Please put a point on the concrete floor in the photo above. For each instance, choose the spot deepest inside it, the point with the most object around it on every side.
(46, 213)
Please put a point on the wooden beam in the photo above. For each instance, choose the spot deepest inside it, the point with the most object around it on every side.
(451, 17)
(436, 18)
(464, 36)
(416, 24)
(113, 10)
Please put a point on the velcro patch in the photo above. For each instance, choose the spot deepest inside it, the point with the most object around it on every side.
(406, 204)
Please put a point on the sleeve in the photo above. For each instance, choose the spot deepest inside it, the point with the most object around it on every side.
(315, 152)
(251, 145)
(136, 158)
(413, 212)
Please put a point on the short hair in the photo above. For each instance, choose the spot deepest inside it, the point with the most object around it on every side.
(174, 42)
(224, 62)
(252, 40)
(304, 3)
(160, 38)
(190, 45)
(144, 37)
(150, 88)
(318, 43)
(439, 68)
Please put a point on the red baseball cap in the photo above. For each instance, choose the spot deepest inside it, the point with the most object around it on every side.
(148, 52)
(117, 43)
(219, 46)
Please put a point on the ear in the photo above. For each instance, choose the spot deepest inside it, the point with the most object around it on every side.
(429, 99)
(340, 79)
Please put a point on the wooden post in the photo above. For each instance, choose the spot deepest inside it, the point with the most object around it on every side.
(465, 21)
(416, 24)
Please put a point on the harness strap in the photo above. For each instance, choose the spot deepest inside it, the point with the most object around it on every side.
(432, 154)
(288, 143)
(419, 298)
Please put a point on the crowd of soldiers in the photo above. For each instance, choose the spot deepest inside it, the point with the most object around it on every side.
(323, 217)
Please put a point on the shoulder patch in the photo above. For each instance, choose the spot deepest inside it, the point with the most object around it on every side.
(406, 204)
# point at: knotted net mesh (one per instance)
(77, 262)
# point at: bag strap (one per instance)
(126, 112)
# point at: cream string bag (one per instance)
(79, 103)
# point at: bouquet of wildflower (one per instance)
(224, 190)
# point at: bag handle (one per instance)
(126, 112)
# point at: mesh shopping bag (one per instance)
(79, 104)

What you are asked to do:
Repeat verbatim the line holding "Please put a point on the crowd" and all lines after it, up to the end of the material.

Exercise solution:
Please put a point on the crowd of soldiers in the photo above. For each instance, choose the spot deepest inside it, the point with the most object around it on every side.
(323, 217)
Please put a point on the shoulder patch in the photo above. For each instance, choose the spot deepest inside it, the point with the most object around it on every side.
(406, 204)
# point at: knotted net mesh (one per instance)
(77, 262)
# point at: bag strap (one per instance)
(126, 112)
# point at: cream string bag (one per instance)
(79, 103)
# point at: bouquet of wildflower (one per instance)
(224, 190)
# point at: bag handle (one per instance)
(126, 112)
# point at: mesh shopping bag (one per instance)
(79, 104)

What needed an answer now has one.